レストランのメニューで言ったら「ボイルド・チッキン」と言ってもいいのだろう!




どのくらい私の怒りのボルテージが上がっていたかというと、

例えるなら・・・


例えるなら・・・




「・・・」




ぐらいなものだ!!





えっ?例えろって??

まあいいだろう、例えても例えなくても話の筋には関係の無い話だ・・・



何はともかく抗議を続けると・・・「200元が300元」に上がり・・・そしてキャッシュバックが「2日分の英語ガイドと市内交通」に変わっていく・・・なんでも「ラサを見るなら2日で十分」というのが彼の言い分らしいが・・・


いずれにしてもゴルムドでエヌに確認していた内容とは違っている・・・

それに私の「損失」も馬鹿にならない・・・


私はゼットにエヌの名刺をみせ、彼の携帯を借り、エヌにこう交渉する。

「俺が聞いていたのと実際の条件に開きがありすぎる」

と・・・

そしてゼットと電話を変わり、彼ら同士に話をつけさせることにする。なにやら怒鳴りあった後・・・




ゼットは電話を切る!




「オッオイ・・・!」




私も当然話の帰結を確認する必要があった、しかしもう一度掛けさせろというと・・・

リーを通じてこう返される。

「俺はもうエヌとは話したくない。後はお前が勝手に公衆電話で掛けろ。電話代は安いからな・・・」



「・・・???」



「・・・!!!」



どっか~ん!!!(激怒)




私はいつも公言するように「チキン野郎」を売りにしている・・・

「ファースト・チッキン野郎」とは私の為だけに生まれてきたような言葉だ・・・


しかし・・・しかし・・・


「チキンには・・・・・・戦わねばならぬ時がある!」


例え負け戦でも・・・、私は「いちプロフェッショナル」として・・・

「闘鶏(ファイトチッキン)と化して戦わねばならぬのだ!!」



心は決まった!後は必殺の得意技、「キレタ振り」に中央アフリカで培った「演技力(この辺りは同激闘の記録・第10話街道を行く を参照)」だ!!


私はおもむろに立ち上がり、そして声を大きくし、抑揚をつけてこう喋った・・・


「俺が受けた条件を、何故果たそうとせず、いい加減な条件を出して人に呑ませようとしてるのか???これがお前らの言う仕事とやらか??えっ??常識ってものがあるだろうが!俺はゴルムドで1440元払ってツアーを申し込んでいるんだ!今、お前らの選択は1つだ!今すぐガイドを手配して俺に3日分のツアーをキチンと取らせるようにしろ!何だって俺はわざわざCITSを通じて高い金を払ってまで、ここに来たのか考えてみろ!これがお前らのビジネスか?それとも適当な仕事をやって外国人からぼった繰るのがお前らのやり方か?これが[チャイニーズ・ビジネス]と言う奴か??お前らの仕事の中には恥と言うものは無いのか??」

- 作業項目 1 -
本文の「まあいいだろう、例えても例えなくても話の筋には関係の無い話だ・・・」で始まり「私はゼットにエヌの名刺をみせ、彼の携帯を借り、エヌにこう交渉する。」で終わる部分を、「エヌ」を「エム」に置き換えて書き直してください。
- 作業項目 2 -
本文の続きを、最後の文の後から書き進めてください。
後に続く項目は参照しなくてかまいません。

- 提供項目 -

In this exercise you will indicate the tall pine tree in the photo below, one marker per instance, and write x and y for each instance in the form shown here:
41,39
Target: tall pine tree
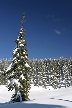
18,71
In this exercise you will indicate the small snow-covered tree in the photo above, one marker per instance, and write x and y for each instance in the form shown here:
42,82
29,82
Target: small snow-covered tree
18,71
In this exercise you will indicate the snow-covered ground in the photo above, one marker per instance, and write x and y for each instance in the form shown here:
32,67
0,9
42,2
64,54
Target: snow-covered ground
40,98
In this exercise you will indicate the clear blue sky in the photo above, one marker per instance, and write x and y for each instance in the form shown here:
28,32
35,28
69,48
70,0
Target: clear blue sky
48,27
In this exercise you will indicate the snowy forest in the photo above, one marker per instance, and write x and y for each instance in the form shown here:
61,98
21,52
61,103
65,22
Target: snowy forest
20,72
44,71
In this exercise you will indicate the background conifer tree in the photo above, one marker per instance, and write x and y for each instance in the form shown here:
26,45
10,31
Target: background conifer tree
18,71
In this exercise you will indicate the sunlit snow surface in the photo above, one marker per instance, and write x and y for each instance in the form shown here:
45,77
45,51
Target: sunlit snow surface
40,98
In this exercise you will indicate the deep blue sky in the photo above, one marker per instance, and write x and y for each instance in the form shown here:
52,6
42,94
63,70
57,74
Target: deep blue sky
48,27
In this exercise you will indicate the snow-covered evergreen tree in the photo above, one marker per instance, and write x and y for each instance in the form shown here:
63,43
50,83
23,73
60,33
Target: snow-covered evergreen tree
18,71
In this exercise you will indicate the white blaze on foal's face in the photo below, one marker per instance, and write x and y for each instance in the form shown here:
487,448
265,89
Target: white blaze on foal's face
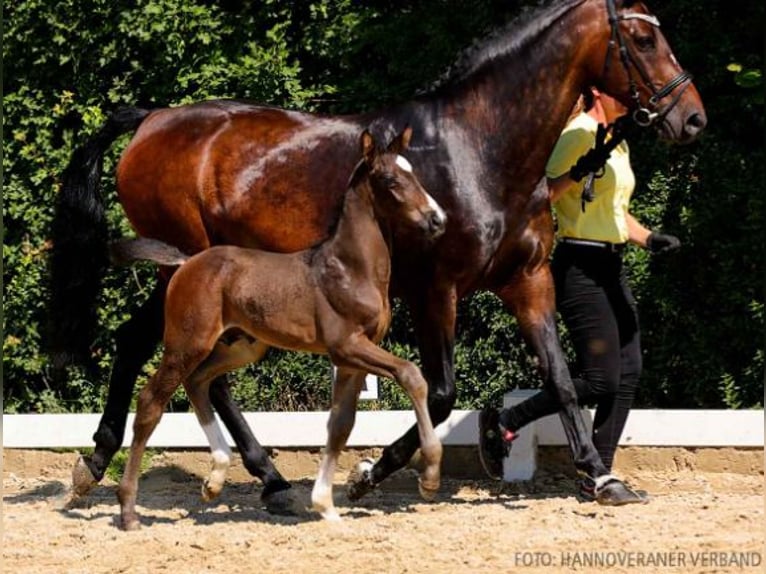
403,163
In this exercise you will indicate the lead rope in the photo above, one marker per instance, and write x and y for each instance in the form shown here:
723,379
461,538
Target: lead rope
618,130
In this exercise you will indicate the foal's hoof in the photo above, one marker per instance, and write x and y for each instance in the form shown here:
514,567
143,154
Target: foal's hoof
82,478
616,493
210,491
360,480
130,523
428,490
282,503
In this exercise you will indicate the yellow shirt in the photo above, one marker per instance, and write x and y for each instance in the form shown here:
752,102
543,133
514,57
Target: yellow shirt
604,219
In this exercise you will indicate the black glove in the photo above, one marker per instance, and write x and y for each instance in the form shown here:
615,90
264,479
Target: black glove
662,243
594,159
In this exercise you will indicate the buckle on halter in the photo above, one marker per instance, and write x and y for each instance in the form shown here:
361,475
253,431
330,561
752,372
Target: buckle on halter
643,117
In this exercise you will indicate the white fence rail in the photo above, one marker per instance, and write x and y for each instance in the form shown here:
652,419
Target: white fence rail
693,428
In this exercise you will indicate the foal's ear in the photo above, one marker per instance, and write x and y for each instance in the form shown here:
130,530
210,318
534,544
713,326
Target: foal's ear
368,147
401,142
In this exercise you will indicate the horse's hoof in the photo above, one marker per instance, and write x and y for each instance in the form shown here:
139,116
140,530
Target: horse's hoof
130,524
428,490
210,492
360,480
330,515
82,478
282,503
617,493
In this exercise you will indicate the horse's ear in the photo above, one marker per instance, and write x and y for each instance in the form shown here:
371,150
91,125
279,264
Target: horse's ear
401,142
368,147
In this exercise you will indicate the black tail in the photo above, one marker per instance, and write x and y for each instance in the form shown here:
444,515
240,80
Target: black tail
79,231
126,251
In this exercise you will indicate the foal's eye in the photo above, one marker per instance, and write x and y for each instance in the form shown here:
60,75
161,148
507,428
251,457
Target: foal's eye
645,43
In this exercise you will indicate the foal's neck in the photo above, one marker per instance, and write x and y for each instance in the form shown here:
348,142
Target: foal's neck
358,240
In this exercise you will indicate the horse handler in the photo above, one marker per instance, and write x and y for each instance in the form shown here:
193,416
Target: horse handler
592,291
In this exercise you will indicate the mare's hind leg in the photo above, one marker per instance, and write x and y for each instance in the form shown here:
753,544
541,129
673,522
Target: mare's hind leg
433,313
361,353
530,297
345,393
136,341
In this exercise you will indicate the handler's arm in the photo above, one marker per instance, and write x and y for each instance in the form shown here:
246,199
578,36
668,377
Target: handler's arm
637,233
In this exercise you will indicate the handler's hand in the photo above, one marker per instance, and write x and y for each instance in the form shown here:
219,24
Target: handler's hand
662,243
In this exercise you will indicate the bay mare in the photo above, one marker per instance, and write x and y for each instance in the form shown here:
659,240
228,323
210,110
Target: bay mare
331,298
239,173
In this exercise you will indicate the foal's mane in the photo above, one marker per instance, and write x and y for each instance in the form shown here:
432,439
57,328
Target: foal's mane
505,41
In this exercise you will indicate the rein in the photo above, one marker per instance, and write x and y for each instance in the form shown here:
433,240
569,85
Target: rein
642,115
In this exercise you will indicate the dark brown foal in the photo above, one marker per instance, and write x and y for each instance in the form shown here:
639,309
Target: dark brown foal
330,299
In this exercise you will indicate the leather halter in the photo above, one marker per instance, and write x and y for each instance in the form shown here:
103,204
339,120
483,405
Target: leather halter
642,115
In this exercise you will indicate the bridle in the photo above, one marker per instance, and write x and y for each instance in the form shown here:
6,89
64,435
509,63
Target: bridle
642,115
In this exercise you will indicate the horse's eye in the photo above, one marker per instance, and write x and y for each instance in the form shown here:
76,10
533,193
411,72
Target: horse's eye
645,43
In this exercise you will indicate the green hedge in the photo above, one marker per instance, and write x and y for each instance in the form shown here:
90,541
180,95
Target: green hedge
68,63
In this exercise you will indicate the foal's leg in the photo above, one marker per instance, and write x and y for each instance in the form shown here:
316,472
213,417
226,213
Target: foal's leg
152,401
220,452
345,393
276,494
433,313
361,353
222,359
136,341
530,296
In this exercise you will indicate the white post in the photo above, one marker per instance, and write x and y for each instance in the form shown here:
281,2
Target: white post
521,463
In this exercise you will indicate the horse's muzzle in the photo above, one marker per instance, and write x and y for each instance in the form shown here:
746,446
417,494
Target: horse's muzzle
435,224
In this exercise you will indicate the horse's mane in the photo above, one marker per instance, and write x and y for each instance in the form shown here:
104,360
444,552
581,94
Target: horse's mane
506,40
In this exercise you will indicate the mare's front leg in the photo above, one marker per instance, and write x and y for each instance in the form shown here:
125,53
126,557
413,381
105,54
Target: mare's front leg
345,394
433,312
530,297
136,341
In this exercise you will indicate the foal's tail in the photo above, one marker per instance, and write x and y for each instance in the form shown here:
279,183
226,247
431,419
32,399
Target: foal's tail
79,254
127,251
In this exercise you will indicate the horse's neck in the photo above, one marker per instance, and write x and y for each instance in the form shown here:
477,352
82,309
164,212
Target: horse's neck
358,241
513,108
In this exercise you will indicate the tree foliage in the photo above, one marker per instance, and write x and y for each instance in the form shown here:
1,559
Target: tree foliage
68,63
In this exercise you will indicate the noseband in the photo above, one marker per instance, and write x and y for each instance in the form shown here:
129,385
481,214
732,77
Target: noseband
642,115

- 解答 1 -
まあいいだろう、例えても例えなくても話の筋には関係の無い話だ・・・



何はともかく抗議を続けると・・・「200元が300元」に上がり・・・そしてキャッシュバックが「2日分の英語ガイドと市内交通」に変わっていく・・・なんでも「ラサを見るなら2日で十分」というのが彼の言い分らしいが・・・


いずれにしてもゴルムドでエムに確認していた内容とは違っている・・・

それに私の「損失」も馬鹿にならない・・・


私はゼットにエムの名刺をみせ、彼の携帯を借り、エムにこう交渉する。

- 解答 2 -
ゼットが私の言う言葉の全てを理解したとは思えないが・・・「チャイニーズ・ビジネス」と揶揄した時に顔色が変わっていた・・・いい傾向だ・・・これで交渉をうまく持っていける・・・


そしてゼットがリーを通じて私にこう述べてきた。


「分かった、我々は君に関する件を全て放棄する、我々が受け取ったのは500元だからそれを全額君に返す。その代わり君はホテル代から何から全部自分でやってくれ・・・」


「へっ???」


「???」


「オッオイ・・・、あんたら・・・500元しか貰ってなかったのかい・・・」


「そうだ、500元が我々が手にした全てだ。どうするかは君が考えてくれ・・・」



うぅぅぅぅむ・・・これはすこし困ったことになってしまったぞ・・・


500元は無条件に欲しいが・・・私は1440元支払っている・・・


単純に計算すると・・・「940元」が行方不明ということになる・・・もちろんエヌへの仕事料はこの「ミッシング・ナインハンドレッドフォーティー」に入るとしても・・・それにパーミッションてのは幾らなんだ???パーミッション代だけだとしたら940元は法外な値段だろうに・・・


私は回答を一度保留にし、エヌと連絡をとることにする。ゼットには1300時にエヌとコンタクトを取ってその結果次第でそちらの条件を呑むか呑まないかを決めると告げ、そしてオフィスを後にした・・・



一度公衆電話でエヌにコンタクトを取り、彼に対処を要望する。彼は了承し、そして時間が過ぎる。

1245時、ゼットと会う前に再度エヌに確認したら「問題はもう解決した」と言ってきた。「解決した」というのは遅ればせながら午後から「3日分のガイドツアー」になるというのが私の認識だ。


そして1300時、ゼットに再会する・・・

彼の口からは・・・

「状況に変化は無い、彼らから何も連絡を受けていない」

という回答だった・・・



私は即座に決断を下す。

「分かった、俺はこれ以上時間を浪費したくは無い、お前らの言う500を呑んでやる・・・」


そして彼らから500を手にする。これでまずは1段階目だ、そして「パーミッションは俺に返してくれ」と言うと・・・

ゼットは

「パーミッションはツアーに付随するものだ!それにラサに入ってしまえばパーミッションは関係ない、今君は我々のツアーから外れてしまったから許可証を渡すわけにはいかない・・・」


と回答する。


しかし・・・例えツアーをキャンセルしたとして「パーミッション」代として私はお金を払っていた筈だが・・・

ちょっと悩んだが・・・ここでもめて一度手にした500元をもう一度手放そうとは思わなかった・・・


「分かった、あんたらの責任はこれで終わりだ!後は俺がゴルムドとやり取りをする・・・」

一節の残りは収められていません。